***** Data in this exercise
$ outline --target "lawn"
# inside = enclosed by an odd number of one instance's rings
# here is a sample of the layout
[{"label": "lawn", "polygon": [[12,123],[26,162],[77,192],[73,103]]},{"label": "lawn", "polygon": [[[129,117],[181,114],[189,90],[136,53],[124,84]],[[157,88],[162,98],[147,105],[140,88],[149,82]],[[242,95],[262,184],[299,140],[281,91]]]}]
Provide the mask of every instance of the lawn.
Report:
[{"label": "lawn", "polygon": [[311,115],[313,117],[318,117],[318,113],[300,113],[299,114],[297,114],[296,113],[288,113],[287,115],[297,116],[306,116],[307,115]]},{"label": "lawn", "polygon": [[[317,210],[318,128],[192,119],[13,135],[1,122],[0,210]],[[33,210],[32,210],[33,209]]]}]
**********
Convert every line of the items above into a Markdown table with two columns, Number for the row number and Content for the line, and leave out any blank lines.

(Finished exercise)
| Number | Content |
|---|---|
| 1 | $ outline --target "lawn" |
| 2 | # inside = enclosed by an odd number of one instance's rings |
| 3 | # here is a sample of the layout |
| 4 | [{"label": "lawn", "polygon": [[12,123],[26,162],[77,192],[73,103]]},{"label": "lawn", "polygon": [[[129,117],[181,114],[189,90],[136,53],[124,84]],[[157,88],[162,98],[147,105],[140,88],[149,82]],[[242,95],[262,184],[299,140],[281,91]]]}] |
| 5 | Provide the mask of every instance of the lawn. |
| 6 | Report: |
| 7 | [{"label": "lawn", "polygon": [[311,115],[313,117],[318,117],[318,113],[300,113],[299,114],[297,114],[296,113],[288,113],[287,115],[297,116],[306,116],[307,115]]},{"label": "lawn", "polygon": [[[317,210],[318,128],[192,119],[13,135],[1,122],[0,210]],[[33,210],[32,210],[33,209]]]}] |